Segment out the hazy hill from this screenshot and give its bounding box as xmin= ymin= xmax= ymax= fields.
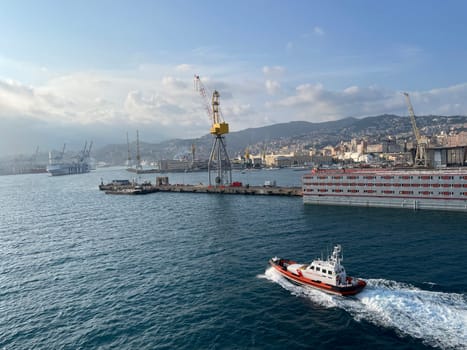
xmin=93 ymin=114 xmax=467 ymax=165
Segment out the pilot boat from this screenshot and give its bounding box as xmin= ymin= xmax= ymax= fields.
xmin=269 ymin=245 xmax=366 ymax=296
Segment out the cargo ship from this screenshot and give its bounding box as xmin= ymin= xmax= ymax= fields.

= = = =

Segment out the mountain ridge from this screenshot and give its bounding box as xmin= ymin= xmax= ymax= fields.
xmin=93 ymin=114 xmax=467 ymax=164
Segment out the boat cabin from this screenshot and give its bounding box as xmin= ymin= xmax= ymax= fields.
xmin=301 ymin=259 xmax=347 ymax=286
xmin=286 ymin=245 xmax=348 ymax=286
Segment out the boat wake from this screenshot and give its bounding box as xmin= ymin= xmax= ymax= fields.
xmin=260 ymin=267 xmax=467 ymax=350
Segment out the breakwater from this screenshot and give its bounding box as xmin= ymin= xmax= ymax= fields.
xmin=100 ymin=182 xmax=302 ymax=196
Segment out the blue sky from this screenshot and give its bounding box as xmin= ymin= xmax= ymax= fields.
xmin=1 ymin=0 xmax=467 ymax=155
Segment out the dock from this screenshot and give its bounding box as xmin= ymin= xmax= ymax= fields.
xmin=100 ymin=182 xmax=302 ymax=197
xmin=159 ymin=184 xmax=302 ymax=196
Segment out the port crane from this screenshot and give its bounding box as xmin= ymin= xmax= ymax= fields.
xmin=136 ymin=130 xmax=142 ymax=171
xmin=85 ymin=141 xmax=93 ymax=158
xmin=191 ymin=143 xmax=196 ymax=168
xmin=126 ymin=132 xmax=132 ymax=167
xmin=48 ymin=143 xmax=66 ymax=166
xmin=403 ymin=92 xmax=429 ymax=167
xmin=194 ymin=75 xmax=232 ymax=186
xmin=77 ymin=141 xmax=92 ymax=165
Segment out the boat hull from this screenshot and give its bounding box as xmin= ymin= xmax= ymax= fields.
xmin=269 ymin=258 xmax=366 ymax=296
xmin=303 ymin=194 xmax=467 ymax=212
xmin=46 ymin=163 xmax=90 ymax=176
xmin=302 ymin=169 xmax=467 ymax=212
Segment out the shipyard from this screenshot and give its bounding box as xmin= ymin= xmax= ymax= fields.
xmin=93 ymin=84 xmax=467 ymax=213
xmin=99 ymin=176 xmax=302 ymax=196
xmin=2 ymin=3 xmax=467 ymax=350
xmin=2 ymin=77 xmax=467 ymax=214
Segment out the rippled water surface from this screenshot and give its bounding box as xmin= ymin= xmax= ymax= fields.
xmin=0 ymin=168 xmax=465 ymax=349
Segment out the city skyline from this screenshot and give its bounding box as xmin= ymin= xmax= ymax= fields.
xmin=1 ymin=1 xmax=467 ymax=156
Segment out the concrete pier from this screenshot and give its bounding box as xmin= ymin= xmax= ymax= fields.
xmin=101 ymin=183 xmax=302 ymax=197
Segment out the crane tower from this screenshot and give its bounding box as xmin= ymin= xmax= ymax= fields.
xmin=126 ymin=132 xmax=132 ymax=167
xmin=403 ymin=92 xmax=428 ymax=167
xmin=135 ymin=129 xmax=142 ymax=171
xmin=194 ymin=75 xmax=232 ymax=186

= = = =

§ ACTIVITY
Using the data above, retype exactly and only the lines from the one containing "Segment out the hazy" up to and including the one containing "Segment out the cargo", with no pictures carried over.

§ TASK RESPONSE
Segment out the hazy hill from this screenshot and give its bounding box as xmin= ymin= xmax= ymax= fields.
xmin=93 ymin=114 xmax=467 ymax=165
Segment out the pilot boat from this screenshot and give its bounding box as xmin= ymin= xmax= ymax= fields.
xmin=269 ymin=245 xmax=366 ymax=296
Segment out the cargo ship from this screenshot and give its bounding box as xmin= ymin= xmax= ymax= fields.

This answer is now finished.